(Records from a data source)
+++++

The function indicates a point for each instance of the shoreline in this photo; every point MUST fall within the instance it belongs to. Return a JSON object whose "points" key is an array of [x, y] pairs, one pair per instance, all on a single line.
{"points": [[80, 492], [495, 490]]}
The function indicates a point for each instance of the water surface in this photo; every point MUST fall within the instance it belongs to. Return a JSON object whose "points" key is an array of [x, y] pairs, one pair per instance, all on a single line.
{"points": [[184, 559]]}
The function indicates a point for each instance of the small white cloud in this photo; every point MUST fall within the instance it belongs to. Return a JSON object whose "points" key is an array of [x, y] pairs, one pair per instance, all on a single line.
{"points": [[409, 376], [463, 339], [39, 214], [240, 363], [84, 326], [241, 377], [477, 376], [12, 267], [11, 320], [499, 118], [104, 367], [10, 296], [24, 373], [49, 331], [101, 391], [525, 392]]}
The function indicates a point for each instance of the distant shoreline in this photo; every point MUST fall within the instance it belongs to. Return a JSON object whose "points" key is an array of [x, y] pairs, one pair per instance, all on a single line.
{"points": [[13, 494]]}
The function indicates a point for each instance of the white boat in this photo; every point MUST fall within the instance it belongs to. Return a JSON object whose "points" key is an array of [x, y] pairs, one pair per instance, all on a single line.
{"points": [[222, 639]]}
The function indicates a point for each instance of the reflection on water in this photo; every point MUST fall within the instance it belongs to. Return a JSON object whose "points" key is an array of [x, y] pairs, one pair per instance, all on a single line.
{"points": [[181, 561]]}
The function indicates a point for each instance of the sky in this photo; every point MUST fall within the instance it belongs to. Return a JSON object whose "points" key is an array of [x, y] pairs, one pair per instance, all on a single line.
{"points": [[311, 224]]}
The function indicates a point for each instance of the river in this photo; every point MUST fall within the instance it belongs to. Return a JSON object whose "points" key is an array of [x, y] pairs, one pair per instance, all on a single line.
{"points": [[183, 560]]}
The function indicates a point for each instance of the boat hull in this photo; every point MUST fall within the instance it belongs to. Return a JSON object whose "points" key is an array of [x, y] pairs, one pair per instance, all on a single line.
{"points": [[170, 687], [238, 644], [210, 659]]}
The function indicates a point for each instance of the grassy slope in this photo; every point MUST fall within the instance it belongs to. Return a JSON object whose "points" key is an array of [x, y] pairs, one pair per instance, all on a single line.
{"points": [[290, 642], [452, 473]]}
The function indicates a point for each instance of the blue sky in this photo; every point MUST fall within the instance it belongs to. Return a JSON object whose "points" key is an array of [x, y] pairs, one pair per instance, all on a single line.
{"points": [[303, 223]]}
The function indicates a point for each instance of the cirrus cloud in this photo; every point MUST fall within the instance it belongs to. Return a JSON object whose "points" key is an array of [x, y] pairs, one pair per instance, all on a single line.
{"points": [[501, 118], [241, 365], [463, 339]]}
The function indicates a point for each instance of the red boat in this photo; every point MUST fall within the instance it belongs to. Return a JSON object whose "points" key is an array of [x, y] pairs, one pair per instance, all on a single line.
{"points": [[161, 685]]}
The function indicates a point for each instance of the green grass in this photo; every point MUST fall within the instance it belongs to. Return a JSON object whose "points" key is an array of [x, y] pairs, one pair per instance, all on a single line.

+++++

* SHORT TASK
Extract every record and return it verbatim.

* PROBLEM SOLUTION
The function indicates a point for each instance of the shoreline in this photo; every point MUST fall within the instance it belongs to. Return a JSON object whose "points" key is an array of [x, y] pairs, one pair per instance, all on a single line.
{"points": [[80, 492], [495, 490]]}
The function indicates a point for each instance of the water surface in this photo; every point MUST fall within the instance it belongs to. Return a JSON object whose "points" key is an array of [x, y] pairs, one pair per instance, all on a single line.
{"points": [[184, 559]]}
The function indicates a point for each instance of the small white cloud in this photo; every point MUST fall within the instance it belongs to. Return a JSON object whose "points" key is an array of [x, y] pairs, one pair per instance, all on a single line.
{"points": [[409, 376], [463, 339], [39, 214], [240, 363], [84, 326], [241, 377], [477, 376], [12, 267], [11, 320], [499, 118], [104, 367], [10, 296], [24, 373], [49, 331], [101, 391], [525, 392]]}
The function indicates a point for each instance of the distant shoreline in this photo; every point MUST fall within the instance it belongs to. Return a JSON object whose "points" key is an array of [x, y] pairs, one pair per instance, all on a single line.
{"points": [[13, 494]]}
The function indicates a point for each instance of the white boat in this photo; every point MUST fall within the instance it belongs to. Return a JSON object whose "points" key is an array of [x, y] pairs, one pair per instance, all on a single line.
{"points": [[222, 639]]}
The function indicates a point for each instance of the reflection on water in this photo; every point MUST fall within the instance it belongs to. Return a JSON object whose "points" key is an array of [x, y] pairs, one pair per instance, all on a single line.
{"points": [[181, 561]]}
The function indicates a point for each instance of the sky in this photo; every point MUST fall within the instance it belongs to. Return a JSON object whose "points" key is an array of [x, y] pairs, one pair per instance, all on a single line.
{"points": [[311, 224]]}
The function indicates a point for each instance of the river in this photo; every point MUST fall within the instance it belongs to. Return a JSON object whose "points" key is an array of [x, y] pairs, one pair per instance, all on a single line.
{"points": [[183, 560]]}
The function indicates a point for each instance of the boat hull in this photo; every point MUST fall within the instance it belongs to. Return a JSON object whose "points" key is an array of [x, y] pairs, one pair per instance, all on a single line.
{"points": [[170, 687], [238, 644], [210, 659]]}
The function indicates a point for each instance of the grassy slope in this photo; every point MUST fall within the instance it belongs to. Return a JSON object whose "points" key is an array of [x, y] pairs, one pair per instance, all on a single line.
{"points": [[290, 642], [452, 473]]}
The function indicates a point for each instance of the blue sky in this photo; every point MUST fall within the instance it belongs to. Return a JSON object whose "points" key is an array of [x, y] pairs, one pair per instance, all on a single line.
{"points": [[303, 223]]}
The function indicates a point for each instance of the cirrus cloud in this photo; every point MUST fall within the instance it belongs to. Return a JSON object whose "points" key is an array of [x, y] pairs, one pair per instance, all on a single line.
{"points": [[501, 118], [241, 365], [463, 339]]}
The function indicates a point for each instance of the red boat in this photo; every point MUST fall within the instance it belongs to. Return a JSON object whose "points" key is an array of [x, y] pairs, one pair per instance, all on a single line.
{"points": [[161, 685]]}
The function indicates a point for each instance of the green grass in this photo; every point MUST fall within the instance it belongs to. Return a JSON object whose "points" key is an array of [x, y] pairs, one pair per instance, all on a single line.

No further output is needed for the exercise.